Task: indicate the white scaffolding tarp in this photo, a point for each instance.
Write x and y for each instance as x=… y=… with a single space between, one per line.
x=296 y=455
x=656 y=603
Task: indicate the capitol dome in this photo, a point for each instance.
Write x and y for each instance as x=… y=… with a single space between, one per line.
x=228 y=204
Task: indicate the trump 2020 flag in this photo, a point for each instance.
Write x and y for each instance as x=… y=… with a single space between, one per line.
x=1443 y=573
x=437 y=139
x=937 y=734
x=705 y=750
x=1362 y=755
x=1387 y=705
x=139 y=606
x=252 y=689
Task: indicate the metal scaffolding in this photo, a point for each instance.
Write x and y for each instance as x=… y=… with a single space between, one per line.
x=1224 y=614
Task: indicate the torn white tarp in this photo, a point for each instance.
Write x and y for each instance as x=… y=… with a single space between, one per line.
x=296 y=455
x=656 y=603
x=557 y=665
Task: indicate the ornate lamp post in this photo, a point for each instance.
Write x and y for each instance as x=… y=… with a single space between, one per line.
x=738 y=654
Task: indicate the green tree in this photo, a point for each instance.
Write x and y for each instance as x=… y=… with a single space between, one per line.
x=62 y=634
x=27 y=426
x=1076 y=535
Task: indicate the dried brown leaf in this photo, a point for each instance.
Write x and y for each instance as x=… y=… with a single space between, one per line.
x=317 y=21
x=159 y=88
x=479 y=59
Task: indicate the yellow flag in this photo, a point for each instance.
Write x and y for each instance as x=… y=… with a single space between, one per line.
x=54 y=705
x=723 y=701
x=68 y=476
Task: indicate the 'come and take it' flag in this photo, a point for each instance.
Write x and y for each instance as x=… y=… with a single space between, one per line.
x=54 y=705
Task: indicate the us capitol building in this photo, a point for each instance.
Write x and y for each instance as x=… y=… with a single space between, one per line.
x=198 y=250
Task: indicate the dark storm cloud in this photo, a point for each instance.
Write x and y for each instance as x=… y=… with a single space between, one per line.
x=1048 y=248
══════
> _Instructions to follow_: Reproduce all of the entries above word for word, in their original order.

> _Full solution_:
Task: indicate the white scaffolding tarp in this photo, a point for each instance.
Write x and y for each instance as x=… y=… with a single space between, one per line.
x=296 y=455
x=656 y=603
Task: indicate the capitol dome in this photo, a point for each instance.
Write x and y for each instance as x=… y=… with a single space between, one per line.
x=228 y=204
Task: indicate the trump 2020 flag in this photo, a point for each instance.
Write x and y for each instance as x=… y=… with a single space between, one per line.
x=1443 y=573
x=437 y=139
x=937 y=734
x=705 y=750
x=1362 y=755
x=1387 y=705
x=139 y=606
x=252 y=689
Task: indicate the metal scaffolding in this photo, a point for each instance.
Write x and y for each instance as x=… y=… with a single space between, one per line.
x=1224 y=614
Task: indicate the torn white tarp in this photo, a point for each instance.
Write x and y for each instance as x=… y=… with a single space between, one per line.
x=296 y=455
x=656 y=603
x=557 y=665
Task: indicate the ornate lamp post in this photo, a point for each instance.
Write x and y for each instance as x=… y=… with a single space between, one per line.
x=738 y=654
Task: indicate the green tree in this photo, a point for each instance.
Write x and y for each instance as x=… y=… with a single space between, one per line.
x=62 y=634
x=27 y=426
x=1076 y=535
Task: indicate the dried brown leaf in this photo, a point for each instance.
Write x and y for each instance as x=… y=… with a single space between, one per line.
x=317 y=21
x=159 y=88
x=479 y=59
Task: indicate the yellow flag in this photo, a point for each instance.
Write x and y for each instance as x=… y=… with a single space between, one per line.
x=54 y=705
x=723 y=701
x=68 y=476
Task: indicate the 'come and take it' flag in this photo, a point for each instance.
Write x and y for each instance as x=… y=… with a single space between, one per line.
x=54 y=705
Task: indicate the us capitol building in this photo, a point for each instance.
Write x and y for each instance as x=… y=… with a single space between, one per line.
x=198 y=250
Task: indicate the dark storm cloud in this photo, a point for each instance.
Write x and y for each instance as x=… y=… with a single space between, one per line.
x=1048 y=248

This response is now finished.